WORK REQUEST - Please copy, exactly as they appear below, the lines from the one containing "negative clicks: (140, 336)" through the one containing "positive clicks: (157, 274)".

Stored items from a collection:
--*--

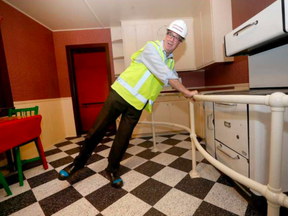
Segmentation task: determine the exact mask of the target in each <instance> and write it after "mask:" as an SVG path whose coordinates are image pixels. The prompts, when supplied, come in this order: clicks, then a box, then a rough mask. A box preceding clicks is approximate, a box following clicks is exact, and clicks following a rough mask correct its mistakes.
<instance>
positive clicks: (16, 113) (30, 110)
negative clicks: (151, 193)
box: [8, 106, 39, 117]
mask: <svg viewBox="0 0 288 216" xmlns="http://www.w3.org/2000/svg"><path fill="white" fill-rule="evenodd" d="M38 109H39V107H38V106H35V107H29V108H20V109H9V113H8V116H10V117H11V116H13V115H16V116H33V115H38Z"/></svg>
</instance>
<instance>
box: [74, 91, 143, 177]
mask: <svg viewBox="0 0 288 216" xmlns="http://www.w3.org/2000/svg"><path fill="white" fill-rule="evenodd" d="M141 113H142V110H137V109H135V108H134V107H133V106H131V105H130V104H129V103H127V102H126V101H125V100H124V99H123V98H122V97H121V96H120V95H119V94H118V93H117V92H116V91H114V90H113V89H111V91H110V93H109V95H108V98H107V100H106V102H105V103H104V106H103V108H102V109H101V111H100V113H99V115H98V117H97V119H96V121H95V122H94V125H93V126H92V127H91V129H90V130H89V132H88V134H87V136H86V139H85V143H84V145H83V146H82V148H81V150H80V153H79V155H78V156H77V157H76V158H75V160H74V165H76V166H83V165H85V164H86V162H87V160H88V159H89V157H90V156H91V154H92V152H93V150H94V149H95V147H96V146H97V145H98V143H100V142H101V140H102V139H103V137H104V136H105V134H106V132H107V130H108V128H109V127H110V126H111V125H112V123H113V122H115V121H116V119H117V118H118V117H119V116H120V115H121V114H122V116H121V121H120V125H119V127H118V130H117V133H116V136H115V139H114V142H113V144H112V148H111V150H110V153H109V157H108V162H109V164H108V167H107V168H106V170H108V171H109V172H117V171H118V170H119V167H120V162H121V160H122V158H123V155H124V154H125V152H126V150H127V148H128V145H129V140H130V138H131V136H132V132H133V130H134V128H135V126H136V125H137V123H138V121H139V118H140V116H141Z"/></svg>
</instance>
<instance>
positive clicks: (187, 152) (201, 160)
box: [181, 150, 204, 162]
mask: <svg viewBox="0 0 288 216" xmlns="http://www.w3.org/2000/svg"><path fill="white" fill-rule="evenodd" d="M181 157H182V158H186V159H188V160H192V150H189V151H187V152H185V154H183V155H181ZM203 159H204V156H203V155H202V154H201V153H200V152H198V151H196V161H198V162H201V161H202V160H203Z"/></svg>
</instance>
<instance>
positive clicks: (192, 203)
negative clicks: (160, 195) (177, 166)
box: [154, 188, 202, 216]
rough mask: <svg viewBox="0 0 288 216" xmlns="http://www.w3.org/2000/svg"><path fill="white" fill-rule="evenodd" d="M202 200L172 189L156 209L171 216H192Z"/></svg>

--*--

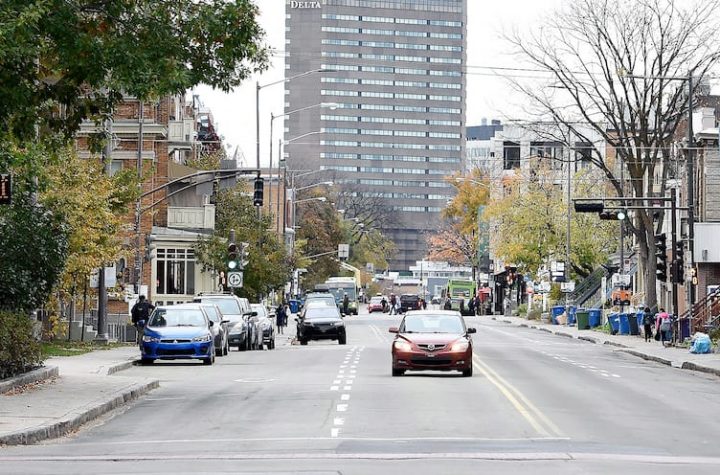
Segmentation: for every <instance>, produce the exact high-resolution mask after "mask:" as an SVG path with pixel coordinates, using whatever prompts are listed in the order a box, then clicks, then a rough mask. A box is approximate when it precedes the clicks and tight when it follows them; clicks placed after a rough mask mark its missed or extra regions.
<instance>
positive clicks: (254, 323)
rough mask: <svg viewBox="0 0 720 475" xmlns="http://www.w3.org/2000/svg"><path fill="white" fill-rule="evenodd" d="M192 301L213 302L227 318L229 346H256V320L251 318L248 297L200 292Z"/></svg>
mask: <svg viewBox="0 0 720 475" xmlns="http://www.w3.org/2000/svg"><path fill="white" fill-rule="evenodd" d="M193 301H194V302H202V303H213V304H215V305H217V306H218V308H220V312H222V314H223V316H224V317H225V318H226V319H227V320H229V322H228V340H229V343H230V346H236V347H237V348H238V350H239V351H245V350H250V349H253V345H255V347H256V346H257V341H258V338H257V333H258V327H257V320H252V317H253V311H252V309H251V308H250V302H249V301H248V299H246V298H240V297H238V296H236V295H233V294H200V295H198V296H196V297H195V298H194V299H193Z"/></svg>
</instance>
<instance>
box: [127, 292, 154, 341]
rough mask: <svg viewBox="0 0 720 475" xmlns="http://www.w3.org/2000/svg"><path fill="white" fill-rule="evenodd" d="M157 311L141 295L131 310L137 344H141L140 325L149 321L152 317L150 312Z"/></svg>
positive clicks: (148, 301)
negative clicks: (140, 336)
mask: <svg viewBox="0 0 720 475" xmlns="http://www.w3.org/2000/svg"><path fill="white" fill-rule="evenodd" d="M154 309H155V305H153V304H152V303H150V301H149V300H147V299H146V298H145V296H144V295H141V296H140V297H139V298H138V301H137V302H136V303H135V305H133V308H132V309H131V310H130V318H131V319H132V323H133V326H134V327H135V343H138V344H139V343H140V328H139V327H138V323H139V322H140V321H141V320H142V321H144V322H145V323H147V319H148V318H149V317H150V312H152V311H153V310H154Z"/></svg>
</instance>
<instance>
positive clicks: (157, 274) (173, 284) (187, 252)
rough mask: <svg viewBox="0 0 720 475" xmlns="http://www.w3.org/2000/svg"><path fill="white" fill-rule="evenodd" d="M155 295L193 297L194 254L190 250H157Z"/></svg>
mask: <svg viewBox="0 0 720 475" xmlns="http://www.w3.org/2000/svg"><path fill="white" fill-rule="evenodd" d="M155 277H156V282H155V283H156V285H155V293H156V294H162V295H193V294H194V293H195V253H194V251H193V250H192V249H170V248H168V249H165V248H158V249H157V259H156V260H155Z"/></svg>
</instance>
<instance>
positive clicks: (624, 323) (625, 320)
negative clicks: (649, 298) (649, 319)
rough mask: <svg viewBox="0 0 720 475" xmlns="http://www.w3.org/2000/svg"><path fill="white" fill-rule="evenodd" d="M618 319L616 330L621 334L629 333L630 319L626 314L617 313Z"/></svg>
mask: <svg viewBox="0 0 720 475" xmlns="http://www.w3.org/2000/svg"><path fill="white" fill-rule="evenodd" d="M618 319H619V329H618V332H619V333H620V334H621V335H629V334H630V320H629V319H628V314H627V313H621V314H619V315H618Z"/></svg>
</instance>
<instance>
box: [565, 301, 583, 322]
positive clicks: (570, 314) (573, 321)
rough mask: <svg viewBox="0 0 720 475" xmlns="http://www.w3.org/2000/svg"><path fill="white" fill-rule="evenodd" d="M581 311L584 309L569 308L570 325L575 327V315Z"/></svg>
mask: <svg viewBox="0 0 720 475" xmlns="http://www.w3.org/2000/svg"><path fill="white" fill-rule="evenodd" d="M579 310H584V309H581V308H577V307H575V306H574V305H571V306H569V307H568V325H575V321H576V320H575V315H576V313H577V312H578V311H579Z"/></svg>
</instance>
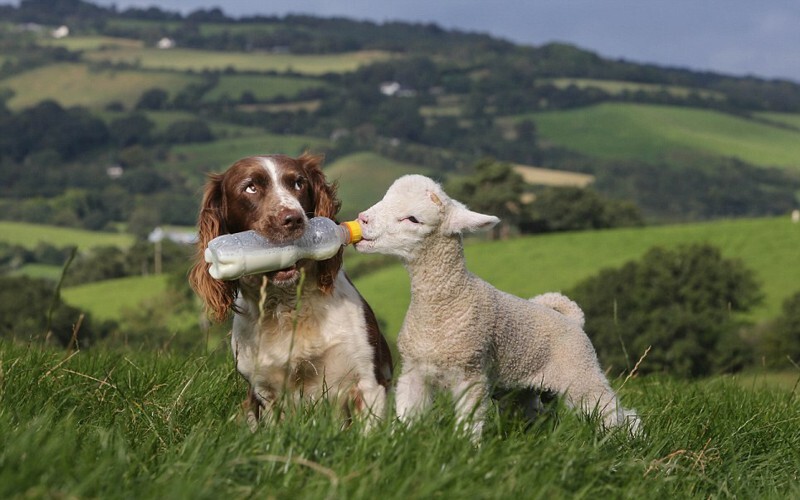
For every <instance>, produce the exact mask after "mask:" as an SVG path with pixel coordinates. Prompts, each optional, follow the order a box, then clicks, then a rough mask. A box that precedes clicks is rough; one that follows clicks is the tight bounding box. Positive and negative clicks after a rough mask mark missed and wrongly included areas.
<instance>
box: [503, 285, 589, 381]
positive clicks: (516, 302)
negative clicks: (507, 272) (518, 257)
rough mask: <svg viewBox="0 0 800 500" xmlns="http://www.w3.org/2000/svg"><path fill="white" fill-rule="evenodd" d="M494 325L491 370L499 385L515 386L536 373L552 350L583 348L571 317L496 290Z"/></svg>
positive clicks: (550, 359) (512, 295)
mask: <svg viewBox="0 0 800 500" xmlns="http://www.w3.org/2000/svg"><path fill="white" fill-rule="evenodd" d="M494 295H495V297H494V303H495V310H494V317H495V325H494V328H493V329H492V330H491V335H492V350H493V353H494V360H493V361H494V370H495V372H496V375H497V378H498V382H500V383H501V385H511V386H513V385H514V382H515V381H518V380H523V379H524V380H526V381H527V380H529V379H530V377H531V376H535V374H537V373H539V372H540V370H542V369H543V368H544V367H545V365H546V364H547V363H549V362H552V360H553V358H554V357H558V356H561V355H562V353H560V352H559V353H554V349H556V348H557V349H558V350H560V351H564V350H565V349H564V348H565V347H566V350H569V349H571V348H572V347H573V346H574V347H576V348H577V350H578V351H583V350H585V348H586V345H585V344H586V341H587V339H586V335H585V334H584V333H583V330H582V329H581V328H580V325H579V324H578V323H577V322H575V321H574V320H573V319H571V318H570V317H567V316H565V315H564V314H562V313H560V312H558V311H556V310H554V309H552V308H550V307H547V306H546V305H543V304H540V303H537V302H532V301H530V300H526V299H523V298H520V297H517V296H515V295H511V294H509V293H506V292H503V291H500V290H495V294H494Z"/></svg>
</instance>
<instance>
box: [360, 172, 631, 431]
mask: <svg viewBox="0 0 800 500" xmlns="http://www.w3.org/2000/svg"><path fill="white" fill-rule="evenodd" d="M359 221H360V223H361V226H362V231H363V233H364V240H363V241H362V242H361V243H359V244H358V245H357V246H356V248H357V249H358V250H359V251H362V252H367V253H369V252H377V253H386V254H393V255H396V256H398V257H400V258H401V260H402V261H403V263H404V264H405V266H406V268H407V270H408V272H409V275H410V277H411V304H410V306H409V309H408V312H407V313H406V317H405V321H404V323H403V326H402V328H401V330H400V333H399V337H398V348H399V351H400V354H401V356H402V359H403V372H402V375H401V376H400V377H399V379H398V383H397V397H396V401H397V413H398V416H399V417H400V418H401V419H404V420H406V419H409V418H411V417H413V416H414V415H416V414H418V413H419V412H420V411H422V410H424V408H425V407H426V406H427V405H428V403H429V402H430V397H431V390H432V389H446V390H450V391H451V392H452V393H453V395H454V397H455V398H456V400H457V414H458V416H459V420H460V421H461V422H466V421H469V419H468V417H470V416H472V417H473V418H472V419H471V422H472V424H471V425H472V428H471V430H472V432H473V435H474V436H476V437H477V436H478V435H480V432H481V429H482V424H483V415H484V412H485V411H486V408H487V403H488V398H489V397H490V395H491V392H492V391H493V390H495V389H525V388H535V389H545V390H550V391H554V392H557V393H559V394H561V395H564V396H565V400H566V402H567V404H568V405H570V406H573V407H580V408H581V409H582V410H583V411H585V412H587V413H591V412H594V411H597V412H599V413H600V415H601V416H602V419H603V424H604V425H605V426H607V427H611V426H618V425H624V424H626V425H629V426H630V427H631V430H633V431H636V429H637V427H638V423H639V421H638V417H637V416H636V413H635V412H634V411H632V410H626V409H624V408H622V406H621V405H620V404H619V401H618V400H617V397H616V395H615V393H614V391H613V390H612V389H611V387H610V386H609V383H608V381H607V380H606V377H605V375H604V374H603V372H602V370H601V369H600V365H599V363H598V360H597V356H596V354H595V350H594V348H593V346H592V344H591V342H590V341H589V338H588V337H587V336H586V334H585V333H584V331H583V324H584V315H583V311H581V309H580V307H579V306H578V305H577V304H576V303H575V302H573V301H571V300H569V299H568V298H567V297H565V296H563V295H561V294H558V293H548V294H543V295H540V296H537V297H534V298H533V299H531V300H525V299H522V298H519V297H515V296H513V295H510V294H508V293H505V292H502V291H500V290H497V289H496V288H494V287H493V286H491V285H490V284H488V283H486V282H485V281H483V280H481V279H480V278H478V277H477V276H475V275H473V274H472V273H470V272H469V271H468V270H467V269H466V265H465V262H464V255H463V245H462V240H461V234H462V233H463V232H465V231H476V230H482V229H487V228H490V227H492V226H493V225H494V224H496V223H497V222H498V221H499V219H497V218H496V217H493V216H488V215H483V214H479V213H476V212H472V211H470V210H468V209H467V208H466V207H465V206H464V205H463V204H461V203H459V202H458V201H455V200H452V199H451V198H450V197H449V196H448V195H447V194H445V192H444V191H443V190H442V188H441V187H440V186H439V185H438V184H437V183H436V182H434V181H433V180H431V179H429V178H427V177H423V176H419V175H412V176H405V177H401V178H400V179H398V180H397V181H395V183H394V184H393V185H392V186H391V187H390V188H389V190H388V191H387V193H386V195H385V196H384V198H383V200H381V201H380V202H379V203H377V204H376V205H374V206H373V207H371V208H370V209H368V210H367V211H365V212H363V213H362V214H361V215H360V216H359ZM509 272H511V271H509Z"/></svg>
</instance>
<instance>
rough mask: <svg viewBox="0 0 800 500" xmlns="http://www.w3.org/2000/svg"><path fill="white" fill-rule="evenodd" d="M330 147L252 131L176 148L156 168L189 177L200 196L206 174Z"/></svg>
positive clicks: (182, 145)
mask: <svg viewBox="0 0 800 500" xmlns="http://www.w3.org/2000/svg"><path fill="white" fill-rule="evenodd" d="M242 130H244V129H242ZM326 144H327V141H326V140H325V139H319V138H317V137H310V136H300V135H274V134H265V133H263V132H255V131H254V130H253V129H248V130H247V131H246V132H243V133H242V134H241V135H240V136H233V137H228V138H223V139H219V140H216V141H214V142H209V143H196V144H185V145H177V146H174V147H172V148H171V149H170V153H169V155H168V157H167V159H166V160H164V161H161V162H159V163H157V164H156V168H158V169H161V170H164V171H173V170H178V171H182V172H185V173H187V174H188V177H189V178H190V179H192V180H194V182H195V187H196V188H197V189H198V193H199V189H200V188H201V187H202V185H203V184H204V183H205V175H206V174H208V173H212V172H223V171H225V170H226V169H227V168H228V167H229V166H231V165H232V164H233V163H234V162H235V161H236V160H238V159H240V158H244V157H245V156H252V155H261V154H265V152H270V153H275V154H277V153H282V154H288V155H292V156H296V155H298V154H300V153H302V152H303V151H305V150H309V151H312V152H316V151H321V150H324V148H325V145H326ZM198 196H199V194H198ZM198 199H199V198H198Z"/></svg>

--*--

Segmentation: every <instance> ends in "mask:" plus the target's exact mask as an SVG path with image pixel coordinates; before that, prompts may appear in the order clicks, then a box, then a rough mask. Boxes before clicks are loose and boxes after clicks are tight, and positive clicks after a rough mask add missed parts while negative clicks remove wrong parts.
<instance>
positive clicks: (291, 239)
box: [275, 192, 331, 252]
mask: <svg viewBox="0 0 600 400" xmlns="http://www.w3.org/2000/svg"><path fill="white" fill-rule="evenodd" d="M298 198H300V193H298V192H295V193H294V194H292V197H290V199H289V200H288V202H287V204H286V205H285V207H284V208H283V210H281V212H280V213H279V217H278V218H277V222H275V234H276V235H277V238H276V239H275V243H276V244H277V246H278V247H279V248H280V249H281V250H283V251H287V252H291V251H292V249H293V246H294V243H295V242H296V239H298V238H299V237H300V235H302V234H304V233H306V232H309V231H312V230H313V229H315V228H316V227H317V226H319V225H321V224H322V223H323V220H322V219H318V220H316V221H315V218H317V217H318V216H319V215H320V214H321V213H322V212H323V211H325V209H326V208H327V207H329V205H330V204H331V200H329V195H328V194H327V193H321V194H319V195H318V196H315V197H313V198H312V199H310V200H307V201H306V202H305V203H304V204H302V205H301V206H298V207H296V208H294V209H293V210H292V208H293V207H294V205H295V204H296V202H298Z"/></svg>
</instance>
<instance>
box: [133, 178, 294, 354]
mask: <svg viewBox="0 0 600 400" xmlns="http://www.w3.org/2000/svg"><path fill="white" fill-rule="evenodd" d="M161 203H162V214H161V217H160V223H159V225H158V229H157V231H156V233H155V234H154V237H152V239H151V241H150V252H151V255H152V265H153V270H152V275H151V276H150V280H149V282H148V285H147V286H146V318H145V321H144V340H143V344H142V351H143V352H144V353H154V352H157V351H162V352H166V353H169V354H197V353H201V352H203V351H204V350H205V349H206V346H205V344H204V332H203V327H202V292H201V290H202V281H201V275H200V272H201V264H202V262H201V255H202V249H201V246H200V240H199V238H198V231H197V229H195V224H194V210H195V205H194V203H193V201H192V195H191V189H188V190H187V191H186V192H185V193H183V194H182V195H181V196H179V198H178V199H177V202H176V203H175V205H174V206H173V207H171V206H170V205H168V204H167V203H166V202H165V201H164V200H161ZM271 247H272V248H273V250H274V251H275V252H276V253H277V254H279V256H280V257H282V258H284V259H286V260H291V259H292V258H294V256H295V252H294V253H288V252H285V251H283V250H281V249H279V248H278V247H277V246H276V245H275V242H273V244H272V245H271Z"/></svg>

--*--

RESULT OF THIS EXERCISE -
negative clicks: (140, 336)
mask: <svg viewBox="0 0 720 475" xmlns="http://www.w3.org/2000/svg"><path fill="white" fill-rule="evenodd" d="M154 309H155V305H153V304H152V303H150V301H149V300H147V299H146V298H145V296H144V295H141V296H140V297H139V298H138V301H137V302H136V303H135V305H133V308H132V309H131V310H130V318H131V319H132V323H133V326H134V327H135V343H138V344H139V343H140V328H139V327H138V323H139V322H140V321H141V320H142V321H144V322H145V323H147V319H148V318H149V317H150V312H152V311H153V310H154Z"/></svg>
</instance>
<instance>
positive clicks: (157, 274) (173, 284) (187, 252)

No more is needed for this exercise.